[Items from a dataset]
======

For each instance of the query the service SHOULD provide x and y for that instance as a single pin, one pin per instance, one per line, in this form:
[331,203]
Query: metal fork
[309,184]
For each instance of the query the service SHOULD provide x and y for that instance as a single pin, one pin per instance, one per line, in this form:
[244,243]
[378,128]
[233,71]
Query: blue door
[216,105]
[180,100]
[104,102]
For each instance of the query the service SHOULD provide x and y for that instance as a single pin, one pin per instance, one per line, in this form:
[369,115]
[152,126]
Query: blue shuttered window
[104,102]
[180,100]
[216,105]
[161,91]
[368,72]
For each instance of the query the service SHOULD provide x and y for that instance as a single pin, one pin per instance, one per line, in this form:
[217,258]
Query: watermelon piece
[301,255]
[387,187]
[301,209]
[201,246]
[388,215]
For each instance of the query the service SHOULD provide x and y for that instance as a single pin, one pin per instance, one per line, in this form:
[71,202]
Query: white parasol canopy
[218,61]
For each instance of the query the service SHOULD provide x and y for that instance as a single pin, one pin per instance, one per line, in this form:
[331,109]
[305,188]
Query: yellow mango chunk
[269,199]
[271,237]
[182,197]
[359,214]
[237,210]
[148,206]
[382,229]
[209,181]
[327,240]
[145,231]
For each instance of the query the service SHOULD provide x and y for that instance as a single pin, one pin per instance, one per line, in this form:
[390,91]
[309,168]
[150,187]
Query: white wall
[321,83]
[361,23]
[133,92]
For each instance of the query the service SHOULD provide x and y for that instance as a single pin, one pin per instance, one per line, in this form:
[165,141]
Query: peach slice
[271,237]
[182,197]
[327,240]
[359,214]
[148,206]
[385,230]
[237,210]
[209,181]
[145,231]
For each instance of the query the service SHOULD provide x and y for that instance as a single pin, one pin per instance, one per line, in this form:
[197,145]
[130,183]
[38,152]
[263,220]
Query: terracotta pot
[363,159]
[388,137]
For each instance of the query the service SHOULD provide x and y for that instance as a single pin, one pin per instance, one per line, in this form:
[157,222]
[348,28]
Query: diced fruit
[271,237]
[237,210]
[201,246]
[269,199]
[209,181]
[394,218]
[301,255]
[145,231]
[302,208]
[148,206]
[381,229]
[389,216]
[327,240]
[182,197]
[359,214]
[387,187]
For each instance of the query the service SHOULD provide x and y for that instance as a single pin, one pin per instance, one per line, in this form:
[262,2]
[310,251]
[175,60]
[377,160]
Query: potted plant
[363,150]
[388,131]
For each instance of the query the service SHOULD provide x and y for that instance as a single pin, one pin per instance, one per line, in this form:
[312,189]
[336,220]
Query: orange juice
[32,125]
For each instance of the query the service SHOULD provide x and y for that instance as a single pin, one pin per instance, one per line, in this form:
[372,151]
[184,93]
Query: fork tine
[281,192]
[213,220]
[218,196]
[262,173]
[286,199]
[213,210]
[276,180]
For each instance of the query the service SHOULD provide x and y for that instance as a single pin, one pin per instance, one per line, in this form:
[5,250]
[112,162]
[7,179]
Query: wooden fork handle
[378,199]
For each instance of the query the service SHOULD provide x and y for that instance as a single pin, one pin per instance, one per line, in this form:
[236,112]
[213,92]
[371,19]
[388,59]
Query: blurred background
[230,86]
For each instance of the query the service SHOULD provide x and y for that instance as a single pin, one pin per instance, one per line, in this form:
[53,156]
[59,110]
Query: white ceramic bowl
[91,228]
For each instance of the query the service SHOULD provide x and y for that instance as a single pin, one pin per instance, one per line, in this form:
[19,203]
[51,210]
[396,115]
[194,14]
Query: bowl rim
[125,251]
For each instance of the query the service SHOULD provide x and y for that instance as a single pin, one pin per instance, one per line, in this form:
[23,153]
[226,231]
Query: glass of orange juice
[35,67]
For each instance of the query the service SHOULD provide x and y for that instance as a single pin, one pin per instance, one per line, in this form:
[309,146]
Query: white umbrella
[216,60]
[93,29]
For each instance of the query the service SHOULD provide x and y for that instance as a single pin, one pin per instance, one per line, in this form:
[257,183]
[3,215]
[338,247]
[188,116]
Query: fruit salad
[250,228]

======

# [EXERCISE OBJECTIVE]
All of the entries need to be reproduced exactly; please write them out.

# [TASK RESULT]
For each instance of the query the service SHOULD provide x and y for that instance as a single pin, one pin per instance, one per line, in this form:
[331,203]
Query: metal fork
[309,184]
For each instance of the query the service SHOULD provide x and y for that instance as a single pin, one pin per instance, one per line, in this form:
[244,243]
[378,128]
[233,71]
Query: blue door
[216,105]
[180,100]
[104,102]
For each instance of the query the service SHOULD provide x and y for that instance as a single pin, one pin per instance, one per line, in this form:
[369,115]
[152,126]
Query: blue shuttered window
[104,102]
[180,100]
[216,105]
[161,91]
[368,72]
For each instance of the query the service SHOULD provide x and y for that instance as a single pin, one pin per instance, one per line, in this form:
[217,258]
Query: watermelon piece
[301,255]
[387,187]
[301,209]
[201,246]
[388,215]
For each instance of the query the service SHOULD provide x and y for that instance as a single pin, one pin per instance, one per line, in this form:
[71,202]
Query: white parasol canopy
[218,61]
For each instance of the query the service SHOULD provide x and y for that instance as a single pin, one pin per instance, one per line, in this form:
[331,109]
[305,188]
Query: yellow mango chunk
[269,199]
[271,237]
[182,197]
[359,214]
[237,210]
[148,206]
[382,229]
[209,181]
[327,240]
[145,231]
For each instance of the query the service SHOULD provide x and y for that instance as a single pin, one pin per instance, one per line, in this form:
[390,91]
[309,168]
[150,187]
Query: white wall
[321,83]
[361,23]
[133,92]
For each instance of the query the service SHOULD provide x and y for that instance as a single pin, one pin per instance, one per line, in this form:
[165,141]
Query: peach slice
[271,237]
[182,197]
[327,240]
[359,214]
[148,206]
[385,230]
[237,210]
[209,181]
[145,231]
For each instance of the query the service SHOULD provide x and y for that instance as a single pin, one pin per instance, one per line, in this form:
[197,145]
[130,183]
[38,152]
[263,220]
Query: terracotta pot
[363,159]
[388,137]
For each instance of the query the service SHOULD provide x and y for that instance as a single pin, one pin per instance, one per line, in this form:
[157,222]
[348,28]
Query: diced fruit
[271,237]
[237,210]
[201,246]
[269,199]
[209,181]
[394,218]
[301,255]
[145,231]
[302,208]
[148,206]
[381,229]
[389,216]
[327,240]
[182,197]
[359,214]
[387,187]
For each instance of the query the service SHOULD provide x and y for that instance as a single pin, one pin per instance, one per line, in this form:
[262,2]
[310,251]
[175,60]
[377,160]
Query: potted plant
[363,150]
[388,131]
For each instance of the query the service SHOULD provide x and y for that instance as a single pin, one pin per instance, one per line, in this form:
[312,189]
[336,220]
Query: orange juice
[32,125]
For each instance of the query the service SHOULD provide x and y for that instance as a single pin, one pin per instance, one per line, in this form:
[372,151]
[184,93]
Query: fork tine
[281,192]
[213,220]
[218,196]
[262,173]
[286,199]
[213,210]
[276,180]
For each instance of the query the service SHOULD provide x and y for that instance as a single pin, one pin per instance, one per line, in this form:
[5,250]
[112,162]
[7,179]
Query: wooden fork handle
[378,199]
For each instance of the query the service SHOULD provide x and y for that instance as a single pin, one pin per instance, one per line, in this form:
[236,112]
[213,92]
[371,19]
[388,59]
Query: blurred background
[230,86]
For each instance of the query the service SHOULD provide x and y for that instance as a single pin, one pin per instance, one per line, in this form:
[53,156]
[59,110]
Query: white ceramic bowl
[91,228]
For each instance of the query the service SHOULD provide x and y for that instance as a single pin, one pin per instance, one per line, in this form:
[19,203]
[51,210]
[396,115]
[194,14]
Query: bowl rim
[125,251]
For each instance of the query the service SHOULD provide x and y for that instance as a single pin, one pin per instance, one per line, in this form:
[23,153]
[226,231]
Query: glass of orange juice
[35,67]
For each instance of the query the service SHOULD provide x and y for that instance as a single pin, one pin per instance, one per line, in this form:
[309,146]
Query: white umbrella
[216,60]
[93,29]
For each instance of the query the service SHOULD provide x and y for that instance as a single pin, one pin per instance, one per line, in this form:
[257,183]
[3,215]
[338,247]
[188,116]
Query: fruit salad
[250,228]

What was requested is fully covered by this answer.